My settler colleague, Israel Harel, his community's champion at rolling his eyes, playing innocent and speaking with a honeyed tongue, is once again grieving and playing the victim. In a column published here last week ("Have we become Sodom?" October 23), he complained that the reason for what he termed destructive criticism of the settlers is hatred. And indeed, Mr. Harel, this time, you're right: Large segments of Israeli society do indeed hate. But this is not baseless hatred, not hatred for the sake of hatred, to use your words. It is hatred for your enterprise. You have earned this hatred honestly - the only honest thing about your enterprise.
Yes, there are Israelis who do not want to see their countrymen despoiling the vineyards and burning the fields of poor farmers. Yes, there are Israelis who do not want to see troops of masked settlers beating elderly shepherds with clubs. Yes, there are Israelis who do not want to see other Israelis sicking their dogs on and puncturing the tires of the soldiers who protect them. Yes, there are Israelis who are embarrassed by the fact that tens of thousands of their fellow Israelis live on privately owned lands that were robbed, stolen and extorted, both in broad daylight and under cover of darkness.
And yes, there are Israelis who think that you have brought disaster upon us, a tragedy that will last for generations. That via your actions, you have brought wars and bloodshed and the brutalization of society upon us. That if you were not there, none of us would be there any longer, in a land that is not ours. That just as we withdrew from occupied South Lebanon - solely because, fortunately, you were not there - we would also long since have been able to withdraw from the areas you have occupied. Yes, there are Israelis who hate all this.
Harel complains about the fact that Israeli society is angry at the settlers as a collective. Unfortunately, it isn't angry enough. Every class and institution of Israeli society defends the settlements, finances them from its own pockets, and is a full partner in the theft, even if some of them are disgusted by it. The collective guilt is justified: Every settler and every settlement is equal. There are no illegal outposts and legal settlements - they are all illegal, according to both international law and universal justice, which have no need of legal sophistries. There are also no moderate and extremist settlements: No one who chooses to live in occupied land is a moderate.
And now for the playing innocent part: There are "some young men," Harel writes, just "a few dozen youths," who attack Arabs. Harel says that he, like most of his colleagues, "cannot understand" this. He has already told them, during a "heated discussion," that "this is not my halakha." And he goes on to say that his fists clench when he sees violence against the elderly in Haifa and Tel Aviv or gang rapes in Ramat Hasharon. But in Ramat Aviv Gimmel people do not ask what values were instilled in these youth, Harel writes; there, it is just juvenile delinquency. Yet when the same thing happens among settlers, the guilt is collective.
So here is the real difference: Secular society denounces and rejects those who rob the elderly and rape young girls. The perpetrators are given a fair trial, they receive lengthy sentences, and both the media and secular society ostracize them totally.

- THE TASKS -
• A. What title did Israel Harel's column carry, according to the column responding to him?
• B. Write the next part of the column responding to Israel Harel, picking up after its final sentence.

- INFORMATION SHOWN -
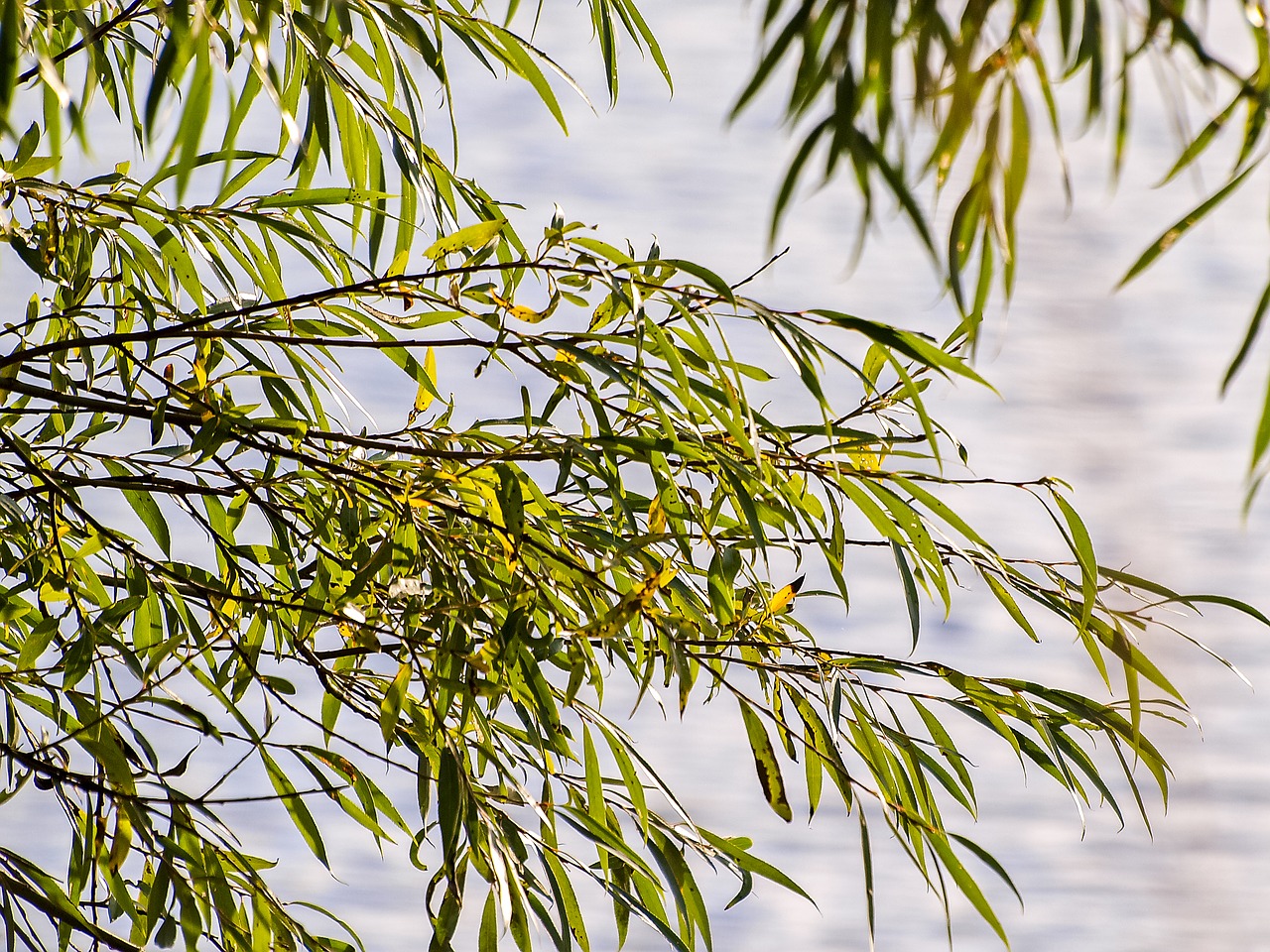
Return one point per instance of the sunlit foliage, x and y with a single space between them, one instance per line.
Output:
220 585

- OUTPUTS BY TASK -
• A. "Have we become Sodom?"

• B.
But what happens in your community? Have you ever heard, Israel, of a single settler who filed a complaint with the police against another settler over a rampage against Arabs? After all, you, too, see the rioters every day, on the road from Ofra - much of whose land, incidentally, is private land that was stolen. And what do you do when you see those rioters? Have another "heated discussion"? When we see people who assault the elderly, we call the police. Do you?
And if such a thing were to happen, how would your aggressive society treat the "informers"? After all, people who have dared to voice even a hint of "moderation" in their positions - and we are not even talking about anything as drastic as a complaint to the police - have been forced to abandon the settlements where they lived for fear of vengeance. It is not the lawbreakers who are ostracized in your community, but those who try to denounce them. Look at what happened to Rabbi Yoel Bin Nun - with no ostracism and no denunciation, other than laughable lip service. Only on the day when the settlement leadership starts cooperating with the law enforcement agencies will I believe you that those "few dozen youths," who are in fact a large and violent army of thousands, are indeed loathed by you.
You must admit the truth: To you, they are the pioneers who go before the camp, the ones who stand at the forefront. They are the ones who are realizing what your generation tried and failed to do in its day. In the deepest recesses of your souls, your hearts go out to them.
You spoke with Benny Katzover and Elyakim Ha'etzni, and they told you that the main opposition to the olive harvest stemmed from "security worries"? Had you not stolen the harvesters' lands, there would be no security risk. And after you have taken over their lands, you dare to justify the theft of what little remains to them on the grounds of security - your security only, of course? Evidently, chutzpah also has no limits.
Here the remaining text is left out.